> _PROVIDED MATERIAL_
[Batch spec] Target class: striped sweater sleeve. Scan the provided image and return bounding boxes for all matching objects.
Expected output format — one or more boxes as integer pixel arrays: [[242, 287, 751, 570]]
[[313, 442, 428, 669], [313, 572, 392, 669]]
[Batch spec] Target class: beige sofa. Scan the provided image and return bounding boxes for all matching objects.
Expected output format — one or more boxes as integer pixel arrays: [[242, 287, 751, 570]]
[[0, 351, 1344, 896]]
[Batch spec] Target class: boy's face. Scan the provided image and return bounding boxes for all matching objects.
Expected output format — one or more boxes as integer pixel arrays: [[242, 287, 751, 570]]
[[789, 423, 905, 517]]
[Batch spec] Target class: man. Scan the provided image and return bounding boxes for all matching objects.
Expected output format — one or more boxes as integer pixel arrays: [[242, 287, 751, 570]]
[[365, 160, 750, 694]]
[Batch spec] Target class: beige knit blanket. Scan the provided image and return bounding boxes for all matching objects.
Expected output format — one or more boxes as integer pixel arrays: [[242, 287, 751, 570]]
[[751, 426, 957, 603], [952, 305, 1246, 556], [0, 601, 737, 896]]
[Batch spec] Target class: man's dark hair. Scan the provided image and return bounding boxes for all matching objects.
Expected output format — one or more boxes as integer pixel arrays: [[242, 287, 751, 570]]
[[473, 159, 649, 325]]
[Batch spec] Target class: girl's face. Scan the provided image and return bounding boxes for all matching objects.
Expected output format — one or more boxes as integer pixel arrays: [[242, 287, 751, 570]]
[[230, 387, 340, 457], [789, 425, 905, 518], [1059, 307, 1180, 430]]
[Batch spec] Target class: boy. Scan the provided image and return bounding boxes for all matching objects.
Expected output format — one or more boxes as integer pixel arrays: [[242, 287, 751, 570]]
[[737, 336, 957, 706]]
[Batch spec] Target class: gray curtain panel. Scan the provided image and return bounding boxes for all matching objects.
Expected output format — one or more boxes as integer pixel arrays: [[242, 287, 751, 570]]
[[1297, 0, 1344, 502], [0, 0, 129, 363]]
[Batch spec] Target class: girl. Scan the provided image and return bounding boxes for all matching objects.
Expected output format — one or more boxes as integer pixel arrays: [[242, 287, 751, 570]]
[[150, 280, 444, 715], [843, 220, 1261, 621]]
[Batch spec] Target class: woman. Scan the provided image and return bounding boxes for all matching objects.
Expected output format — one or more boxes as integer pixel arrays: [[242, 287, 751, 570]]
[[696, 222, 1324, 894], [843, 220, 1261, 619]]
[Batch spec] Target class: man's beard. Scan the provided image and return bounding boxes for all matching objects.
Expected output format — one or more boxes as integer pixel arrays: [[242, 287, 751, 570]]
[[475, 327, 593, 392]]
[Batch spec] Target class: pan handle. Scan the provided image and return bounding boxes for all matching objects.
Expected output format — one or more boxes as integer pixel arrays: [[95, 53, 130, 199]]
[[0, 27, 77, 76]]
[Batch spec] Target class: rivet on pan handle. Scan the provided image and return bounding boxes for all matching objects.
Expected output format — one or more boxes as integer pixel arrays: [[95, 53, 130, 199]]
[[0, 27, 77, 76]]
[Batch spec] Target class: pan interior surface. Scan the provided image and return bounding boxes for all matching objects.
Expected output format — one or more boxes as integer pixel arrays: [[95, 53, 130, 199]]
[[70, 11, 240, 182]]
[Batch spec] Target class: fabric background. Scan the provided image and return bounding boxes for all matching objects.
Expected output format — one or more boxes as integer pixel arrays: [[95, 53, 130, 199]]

> _JOB_
Pick out each line above that contains the word "handle", and copy those lines in full.

> _EXPECTED OUTPUT_
[Batch spec] Target class: pan handle. Scan the provided image and return bounding boxes for all matching objects.
[Batch spec] Target class: rivet on pan handle. Scan the provided image and return bounding boxes for all matching objects.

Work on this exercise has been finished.